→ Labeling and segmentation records
──────

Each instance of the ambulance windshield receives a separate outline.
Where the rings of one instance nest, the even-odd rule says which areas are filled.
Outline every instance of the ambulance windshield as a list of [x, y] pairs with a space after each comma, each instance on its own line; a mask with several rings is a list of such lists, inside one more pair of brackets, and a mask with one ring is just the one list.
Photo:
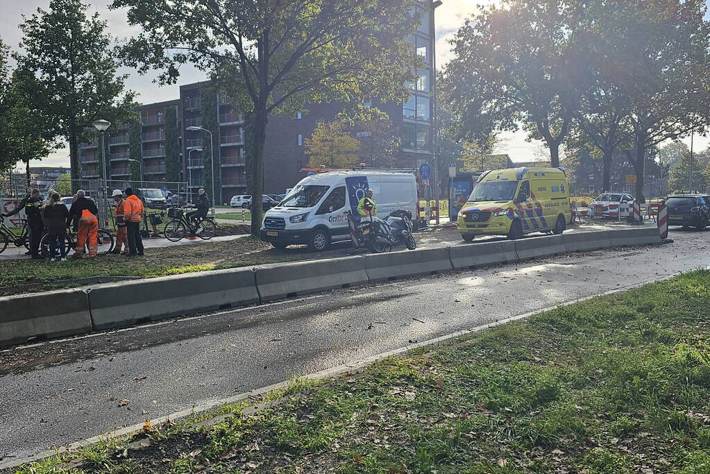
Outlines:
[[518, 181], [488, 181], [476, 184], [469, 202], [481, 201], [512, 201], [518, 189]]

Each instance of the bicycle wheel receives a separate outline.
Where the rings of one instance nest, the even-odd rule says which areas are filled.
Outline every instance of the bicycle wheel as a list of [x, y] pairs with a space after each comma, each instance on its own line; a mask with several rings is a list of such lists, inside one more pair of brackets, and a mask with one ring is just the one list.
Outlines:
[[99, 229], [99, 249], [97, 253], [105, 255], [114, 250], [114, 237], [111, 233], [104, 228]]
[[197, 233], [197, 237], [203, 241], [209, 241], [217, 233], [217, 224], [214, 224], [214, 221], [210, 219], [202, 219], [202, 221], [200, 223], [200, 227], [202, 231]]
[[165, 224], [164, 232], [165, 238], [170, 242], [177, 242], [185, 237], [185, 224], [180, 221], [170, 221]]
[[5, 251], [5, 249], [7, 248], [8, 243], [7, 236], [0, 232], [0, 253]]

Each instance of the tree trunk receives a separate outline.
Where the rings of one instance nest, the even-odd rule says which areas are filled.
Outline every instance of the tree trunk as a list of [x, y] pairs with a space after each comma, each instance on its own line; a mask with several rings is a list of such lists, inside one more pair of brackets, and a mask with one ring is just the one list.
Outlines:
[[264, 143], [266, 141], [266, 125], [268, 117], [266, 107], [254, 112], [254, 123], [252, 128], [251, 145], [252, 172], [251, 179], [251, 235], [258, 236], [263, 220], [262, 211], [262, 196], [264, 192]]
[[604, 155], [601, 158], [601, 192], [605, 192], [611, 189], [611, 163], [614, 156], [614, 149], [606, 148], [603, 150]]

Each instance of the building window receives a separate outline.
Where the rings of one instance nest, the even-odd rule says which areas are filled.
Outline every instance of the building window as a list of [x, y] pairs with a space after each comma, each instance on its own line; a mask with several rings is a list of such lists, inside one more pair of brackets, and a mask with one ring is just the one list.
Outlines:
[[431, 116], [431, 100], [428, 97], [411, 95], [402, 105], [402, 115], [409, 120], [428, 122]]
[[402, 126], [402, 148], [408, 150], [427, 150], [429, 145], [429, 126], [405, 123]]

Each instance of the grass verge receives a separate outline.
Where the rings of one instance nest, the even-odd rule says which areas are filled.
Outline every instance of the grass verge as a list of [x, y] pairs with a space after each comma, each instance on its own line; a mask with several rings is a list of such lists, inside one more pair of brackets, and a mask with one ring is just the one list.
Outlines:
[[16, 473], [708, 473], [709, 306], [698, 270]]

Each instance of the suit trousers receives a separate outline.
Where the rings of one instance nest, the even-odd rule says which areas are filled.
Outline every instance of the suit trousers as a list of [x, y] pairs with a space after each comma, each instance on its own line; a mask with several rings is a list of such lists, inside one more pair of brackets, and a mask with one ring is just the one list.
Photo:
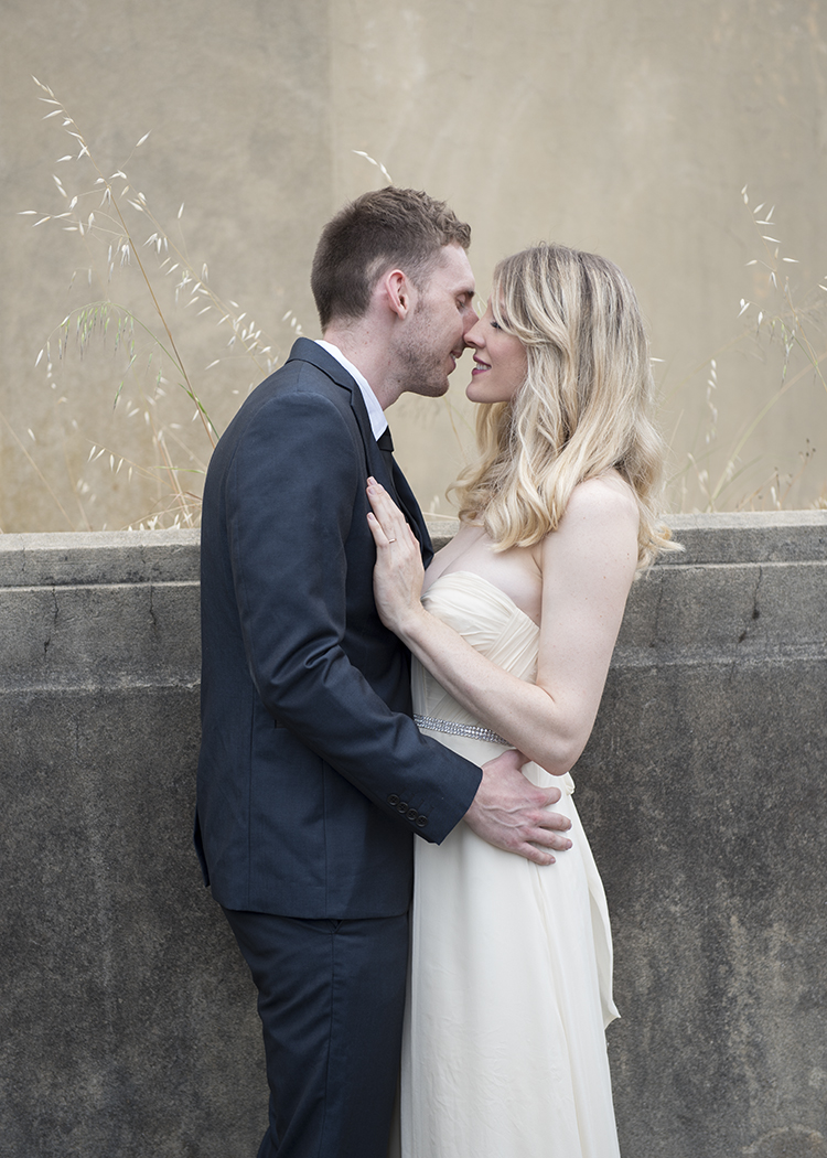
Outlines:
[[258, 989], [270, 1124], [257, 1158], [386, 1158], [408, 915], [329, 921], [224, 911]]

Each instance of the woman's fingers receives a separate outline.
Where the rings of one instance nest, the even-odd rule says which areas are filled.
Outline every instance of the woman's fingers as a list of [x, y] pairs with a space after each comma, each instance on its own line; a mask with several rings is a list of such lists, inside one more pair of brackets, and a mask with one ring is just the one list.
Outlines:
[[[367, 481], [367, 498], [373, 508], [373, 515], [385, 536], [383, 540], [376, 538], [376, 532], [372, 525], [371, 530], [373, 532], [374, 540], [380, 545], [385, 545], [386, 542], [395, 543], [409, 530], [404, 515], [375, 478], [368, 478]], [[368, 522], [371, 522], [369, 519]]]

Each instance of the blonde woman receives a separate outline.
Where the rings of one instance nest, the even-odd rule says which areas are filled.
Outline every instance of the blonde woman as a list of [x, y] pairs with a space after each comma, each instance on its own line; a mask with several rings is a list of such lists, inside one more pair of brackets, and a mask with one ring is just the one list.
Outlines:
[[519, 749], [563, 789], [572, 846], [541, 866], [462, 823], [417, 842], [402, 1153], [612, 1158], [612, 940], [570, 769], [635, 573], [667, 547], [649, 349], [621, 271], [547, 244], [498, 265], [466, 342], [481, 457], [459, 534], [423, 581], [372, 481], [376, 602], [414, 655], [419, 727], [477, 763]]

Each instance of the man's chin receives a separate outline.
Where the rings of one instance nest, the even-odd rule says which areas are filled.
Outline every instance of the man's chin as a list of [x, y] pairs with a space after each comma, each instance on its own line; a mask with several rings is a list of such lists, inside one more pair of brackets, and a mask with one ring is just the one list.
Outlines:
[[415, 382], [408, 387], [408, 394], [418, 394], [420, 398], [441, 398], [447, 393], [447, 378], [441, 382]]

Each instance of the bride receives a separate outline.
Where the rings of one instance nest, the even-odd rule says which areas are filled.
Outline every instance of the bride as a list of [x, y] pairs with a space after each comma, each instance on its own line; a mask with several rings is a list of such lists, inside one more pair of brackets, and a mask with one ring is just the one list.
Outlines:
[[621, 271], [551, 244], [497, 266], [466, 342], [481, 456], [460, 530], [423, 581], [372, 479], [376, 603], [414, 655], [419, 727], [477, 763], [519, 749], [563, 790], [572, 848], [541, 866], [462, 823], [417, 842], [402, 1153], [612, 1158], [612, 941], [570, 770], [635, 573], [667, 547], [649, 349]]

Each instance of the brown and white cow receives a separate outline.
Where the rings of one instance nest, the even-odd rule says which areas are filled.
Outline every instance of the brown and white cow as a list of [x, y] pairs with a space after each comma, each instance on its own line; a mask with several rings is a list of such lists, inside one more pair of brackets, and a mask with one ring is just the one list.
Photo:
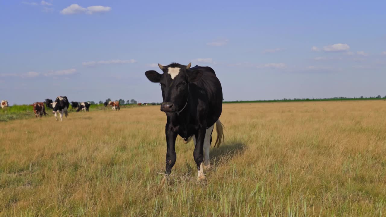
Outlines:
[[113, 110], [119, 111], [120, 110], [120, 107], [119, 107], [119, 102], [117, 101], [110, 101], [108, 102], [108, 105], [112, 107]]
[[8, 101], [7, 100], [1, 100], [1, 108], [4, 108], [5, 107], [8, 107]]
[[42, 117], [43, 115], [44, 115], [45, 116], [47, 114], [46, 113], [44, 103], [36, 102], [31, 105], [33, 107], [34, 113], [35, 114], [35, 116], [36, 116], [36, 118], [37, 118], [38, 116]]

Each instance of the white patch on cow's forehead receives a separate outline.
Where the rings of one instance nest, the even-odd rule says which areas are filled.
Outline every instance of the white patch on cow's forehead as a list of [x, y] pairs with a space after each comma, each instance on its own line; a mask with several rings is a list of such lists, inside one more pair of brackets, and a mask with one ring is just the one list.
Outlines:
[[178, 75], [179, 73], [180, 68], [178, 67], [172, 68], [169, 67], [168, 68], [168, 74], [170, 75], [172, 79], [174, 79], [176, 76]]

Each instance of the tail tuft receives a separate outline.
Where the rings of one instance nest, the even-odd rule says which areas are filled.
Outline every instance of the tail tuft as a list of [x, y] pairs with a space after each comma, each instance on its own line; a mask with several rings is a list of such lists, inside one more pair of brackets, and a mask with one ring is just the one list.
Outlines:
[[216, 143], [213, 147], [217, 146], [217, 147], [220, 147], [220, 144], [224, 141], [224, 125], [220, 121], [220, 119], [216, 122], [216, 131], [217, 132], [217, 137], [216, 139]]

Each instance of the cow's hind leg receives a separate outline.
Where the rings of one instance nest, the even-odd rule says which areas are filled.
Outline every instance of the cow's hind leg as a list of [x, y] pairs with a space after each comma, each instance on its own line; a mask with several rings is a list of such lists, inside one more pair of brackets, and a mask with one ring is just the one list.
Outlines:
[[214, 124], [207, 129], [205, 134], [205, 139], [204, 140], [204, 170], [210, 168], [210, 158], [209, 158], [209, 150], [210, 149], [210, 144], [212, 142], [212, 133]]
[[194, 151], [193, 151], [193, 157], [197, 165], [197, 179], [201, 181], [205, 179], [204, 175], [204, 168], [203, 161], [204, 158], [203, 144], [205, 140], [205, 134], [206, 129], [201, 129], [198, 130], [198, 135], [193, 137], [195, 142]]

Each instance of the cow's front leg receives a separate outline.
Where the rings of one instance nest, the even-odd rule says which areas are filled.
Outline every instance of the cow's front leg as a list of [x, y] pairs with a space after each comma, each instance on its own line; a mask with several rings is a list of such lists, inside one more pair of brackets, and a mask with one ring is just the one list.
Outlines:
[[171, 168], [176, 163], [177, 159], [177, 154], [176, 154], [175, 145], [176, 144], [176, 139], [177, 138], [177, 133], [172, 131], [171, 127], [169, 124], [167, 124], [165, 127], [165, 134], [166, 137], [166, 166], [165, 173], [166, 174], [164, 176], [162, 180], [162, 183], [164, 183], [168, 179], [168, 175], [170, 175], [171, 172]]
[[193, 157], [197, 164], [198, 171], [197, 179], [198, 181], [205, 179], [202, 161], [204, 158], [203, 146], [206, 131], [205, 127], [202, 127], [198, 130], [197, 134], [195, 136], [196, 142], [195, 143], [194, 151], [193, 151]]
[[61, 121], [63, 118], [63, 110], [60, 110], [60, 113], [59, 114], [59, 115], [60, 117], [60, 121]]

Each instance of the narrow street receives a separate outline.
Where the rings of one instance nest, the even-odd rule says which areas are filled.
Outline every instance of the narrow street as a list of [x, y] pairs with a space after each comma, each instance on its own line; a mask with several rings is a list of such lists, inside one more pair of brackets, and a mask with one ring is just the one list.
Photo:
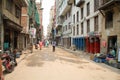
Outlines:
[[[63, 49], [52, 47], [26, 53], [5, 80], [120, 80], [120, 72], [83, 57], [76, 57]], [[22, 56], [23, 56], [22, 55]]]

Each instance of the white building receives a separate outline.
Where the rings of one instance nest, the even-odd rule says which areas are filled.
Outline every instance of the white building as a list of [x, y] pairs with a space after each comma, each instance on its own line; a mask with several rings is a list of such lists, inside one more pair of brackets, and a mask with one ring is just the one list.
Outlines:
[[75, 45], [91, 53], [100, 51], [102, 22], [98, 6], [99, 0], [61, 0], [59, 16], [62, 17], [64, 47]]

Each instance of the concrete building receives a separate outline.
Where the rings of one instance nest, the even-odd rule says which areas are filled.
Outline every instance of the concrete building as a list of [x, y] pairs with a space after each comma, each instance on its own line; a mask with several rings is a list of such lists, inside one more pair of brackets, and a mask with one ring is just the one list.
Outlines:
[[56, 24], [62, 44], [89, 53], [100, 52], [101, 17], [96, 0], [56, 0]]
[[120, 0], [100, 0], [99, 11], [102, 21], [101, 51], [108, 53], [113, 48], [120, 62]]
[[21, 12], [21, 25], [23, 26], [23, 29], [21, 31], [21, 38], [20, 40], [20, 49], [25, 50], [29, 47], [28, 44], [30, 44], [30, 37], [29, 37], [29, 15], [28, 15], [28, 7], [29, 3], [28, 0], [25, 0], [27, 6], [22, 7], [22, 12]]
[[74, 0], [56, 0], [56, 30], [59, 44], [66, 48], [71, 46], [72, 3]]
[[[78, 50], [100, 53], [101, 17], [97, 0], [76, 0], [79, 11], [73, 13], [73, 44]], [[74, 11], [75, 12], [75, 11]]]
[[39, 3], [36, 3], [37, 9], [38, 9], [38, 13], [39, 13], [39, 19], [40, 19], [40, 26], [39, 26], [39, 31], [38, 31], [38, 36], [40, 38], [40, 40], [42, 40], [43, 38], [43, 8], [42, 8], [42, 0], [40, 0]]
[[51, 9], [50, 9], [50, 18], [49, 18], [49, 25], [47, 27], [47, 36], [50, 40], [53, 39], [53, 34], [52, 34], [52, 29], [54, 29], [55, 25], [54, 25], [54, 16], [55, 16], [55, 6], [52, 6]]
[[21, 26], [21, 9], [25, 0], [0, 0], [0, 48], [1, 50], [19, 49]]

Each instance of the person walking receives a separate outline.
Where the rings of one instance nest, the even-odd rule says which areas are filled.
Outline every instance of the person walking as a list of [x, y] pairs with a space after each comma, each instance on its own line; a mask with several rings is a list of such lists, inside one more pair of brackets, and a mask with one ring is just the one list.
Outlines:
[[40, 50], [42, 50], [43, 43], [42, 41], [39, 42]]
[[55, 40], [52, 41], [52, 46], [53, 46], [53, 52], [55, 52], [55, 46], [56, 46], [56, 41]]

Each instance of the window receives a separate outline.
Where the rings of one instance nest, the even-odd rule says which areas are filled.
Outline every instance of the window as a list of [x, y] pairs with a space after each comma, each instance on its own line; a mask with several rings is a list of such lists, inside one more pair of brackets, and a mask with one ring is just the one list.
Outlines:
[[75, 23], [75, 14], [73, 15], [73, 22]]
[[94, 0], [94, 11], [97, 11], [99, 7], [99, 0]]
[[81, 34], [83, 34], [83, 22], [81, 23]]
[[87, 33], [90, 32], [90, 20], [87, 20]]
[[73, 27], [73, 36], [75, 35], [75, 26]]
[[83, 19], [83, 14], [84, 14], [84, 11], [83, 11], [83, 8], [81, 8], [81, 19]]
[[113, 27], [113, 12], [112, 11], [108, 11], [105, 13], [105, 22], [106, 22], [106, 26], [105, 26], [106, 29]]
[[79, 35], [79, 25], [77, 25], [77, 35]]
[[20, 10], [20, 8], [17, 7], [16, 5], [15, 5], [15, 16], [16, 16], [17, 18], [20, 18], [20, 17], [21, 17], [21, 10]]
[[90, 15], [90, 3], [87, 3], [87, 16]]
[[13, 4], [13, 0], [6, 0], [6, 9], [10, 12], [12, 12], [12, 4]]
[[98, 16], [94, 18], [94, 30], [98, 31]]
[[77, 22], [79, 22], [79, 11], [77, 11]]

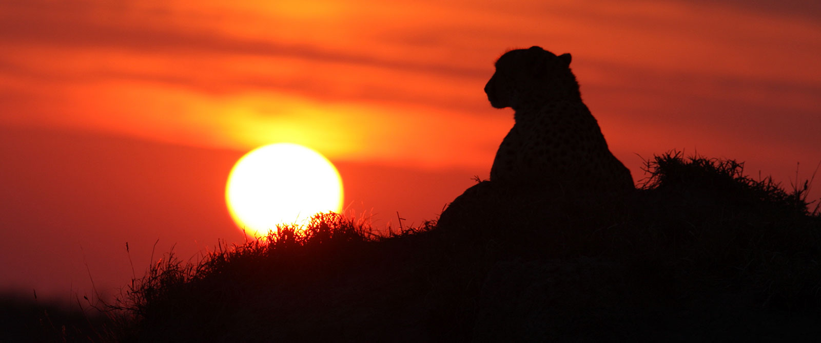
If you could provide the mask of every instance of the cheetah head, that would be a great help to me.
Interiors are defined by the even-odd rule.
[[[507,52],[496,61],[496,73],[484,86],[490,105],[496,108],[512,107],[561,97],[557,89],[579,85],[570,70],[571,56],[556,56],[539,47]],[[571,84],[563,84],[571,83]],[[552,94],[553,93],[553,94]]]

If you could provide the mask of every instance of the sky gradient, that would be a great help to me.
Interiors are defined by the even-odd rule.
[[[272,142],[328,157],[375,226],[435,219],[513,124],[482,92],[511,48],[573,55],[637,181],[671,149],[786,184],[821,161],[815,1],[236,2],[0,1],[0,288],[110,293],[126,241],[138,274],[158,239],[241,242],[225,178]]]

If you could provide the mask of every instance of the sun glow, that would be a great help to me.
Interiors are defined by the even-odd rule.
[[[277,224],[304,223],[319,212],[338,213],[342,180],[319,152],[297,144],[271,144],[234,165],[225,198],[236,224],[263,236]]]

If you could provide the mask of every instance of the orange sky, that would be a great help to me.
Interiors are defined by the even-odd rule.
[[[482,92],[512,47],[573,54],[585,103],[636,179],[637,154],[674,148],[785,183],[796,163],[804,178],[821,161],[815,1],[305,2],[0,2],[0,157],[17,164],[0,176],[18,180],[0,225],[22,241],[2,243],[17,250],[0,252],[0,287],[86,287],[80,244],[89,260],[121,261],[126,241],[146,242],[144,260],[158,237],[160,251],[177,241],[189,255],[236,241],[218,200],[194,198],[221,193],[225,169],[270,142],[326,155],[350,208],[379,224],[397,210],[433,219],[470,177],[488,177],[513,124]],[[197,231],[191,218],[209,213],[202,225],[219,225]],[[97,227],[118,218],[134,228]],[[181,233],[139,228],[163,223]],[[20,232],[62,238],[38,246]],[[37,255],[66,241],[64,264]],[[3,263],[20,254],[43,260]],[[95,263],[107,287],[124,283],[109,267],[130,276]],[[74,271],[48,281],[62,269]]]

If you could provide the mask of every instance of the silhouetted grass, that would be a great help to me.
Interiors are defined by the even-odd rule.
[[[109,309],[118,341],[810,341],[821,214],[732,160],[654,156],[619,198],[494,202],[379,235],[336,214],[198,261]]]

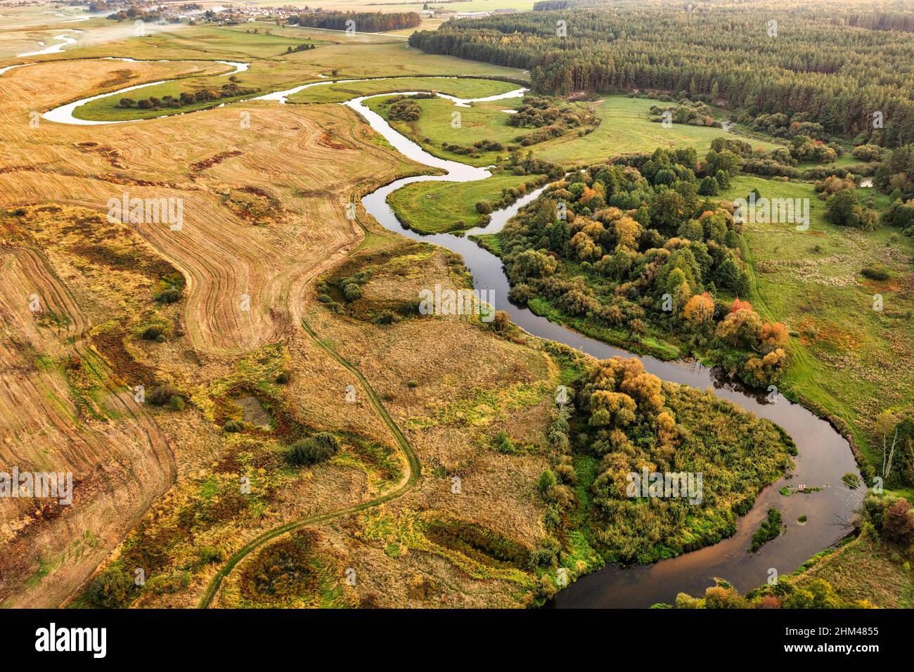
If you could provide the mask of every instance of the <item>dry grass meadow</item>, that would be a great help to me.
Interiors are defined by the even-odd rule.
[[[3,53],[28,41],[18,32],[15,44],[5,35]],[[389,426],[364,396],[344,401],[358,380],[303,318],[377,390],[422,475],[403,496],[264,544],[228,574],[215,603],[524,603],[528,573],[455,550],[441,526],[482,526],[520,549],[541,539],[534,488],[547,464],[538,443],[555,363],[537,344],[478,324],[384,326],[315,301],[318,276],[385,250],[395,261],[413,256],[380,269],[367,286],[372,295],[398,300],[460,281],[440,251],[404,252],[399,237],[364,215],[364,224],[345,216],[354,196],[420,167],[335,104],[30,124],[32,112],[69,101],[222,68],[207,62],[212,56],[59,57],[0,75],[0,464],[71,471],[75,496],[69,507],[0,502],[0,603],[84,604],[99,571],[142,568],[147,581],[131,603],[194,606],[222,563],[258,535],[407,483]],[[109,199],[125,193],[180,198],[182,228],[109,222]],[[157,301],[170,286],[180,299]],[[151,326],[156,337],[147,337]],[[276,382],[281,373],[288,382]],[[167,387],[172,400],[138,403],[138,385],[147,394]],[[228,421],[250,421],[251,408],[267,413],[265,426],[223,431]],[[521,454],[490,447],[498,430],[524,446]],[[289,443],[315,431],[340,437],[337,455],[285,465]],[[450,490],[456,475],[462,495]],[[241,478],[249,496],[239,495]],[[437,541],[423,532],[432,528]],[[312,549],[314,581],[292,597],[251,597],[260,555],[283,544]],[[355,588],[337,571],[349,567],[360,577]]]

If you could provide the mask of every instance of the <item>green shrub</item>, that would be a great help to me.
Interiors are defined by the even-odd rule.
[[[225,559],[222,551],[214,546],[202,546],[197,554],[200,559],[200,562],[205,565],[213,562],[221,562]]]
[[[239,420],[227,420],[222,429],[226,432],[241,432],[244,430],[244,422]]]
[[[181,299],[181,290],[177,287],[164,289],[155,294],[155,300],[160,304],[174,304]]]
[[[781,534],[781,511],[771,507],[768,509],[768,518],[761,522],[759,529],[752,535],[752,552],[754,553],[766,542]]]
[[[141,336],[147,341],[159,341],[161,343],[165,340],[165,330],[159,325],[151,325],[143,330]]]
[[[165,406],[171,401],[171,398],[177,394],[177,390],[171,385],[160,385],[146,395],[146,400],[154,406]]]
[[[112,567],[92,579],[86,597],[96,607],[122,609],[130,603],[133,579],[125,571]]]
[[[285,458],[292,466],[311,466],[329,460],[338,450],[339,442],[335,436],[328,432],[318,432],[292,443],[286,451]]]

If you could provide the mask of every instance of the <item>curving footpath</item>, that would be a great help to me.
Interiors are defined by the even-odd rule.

──────

→ DO THIS
Edit the data from the line containing "Each instance of the narrow" down to the line containing "17], [64, 47]]", both included, so that "narrow street" becomes "paved street" and everything else stays the same. Leave the pictures out of your answer.

→ SOLUTION FOR THIS TASK
Each instance of the paved street receives a separate outline.
Where the rings of one instance nest, the even-odd rule says which areas are filled.
Outline every instance of the paved street as a list of [x, y] pairs with a space after each comma, each instance on its own line; a mask with several rings is a list of such lists, inside one more pair of brackets, and a mask with one ring is just the one list.
Photo:
Outlines:
[[[63, 49], [52, 47], [26, 53], [5, 80], [120, 80], [120, 72], [83, 57], [76, 57]], [[22, 56], [23, 56], [22, 55]]]

Each instance of the white building receives a separate outline.
Where the rings of one instance nest, the even-odd rule says which areas are filled.
Outline every instance of the white building as a list of [x, y] pairs with a space after each comma, each instance on its own line; a mask with several rings is a list of such lists, inside one more pair of brackets, and a mask with one ring is just the one list.
Outlines:
[[75, 45], [91, 53], [100, 51], [102, 22], [98, 6], [99, 0], [61, 0], [59, 16], [62, 17], [64, 47]]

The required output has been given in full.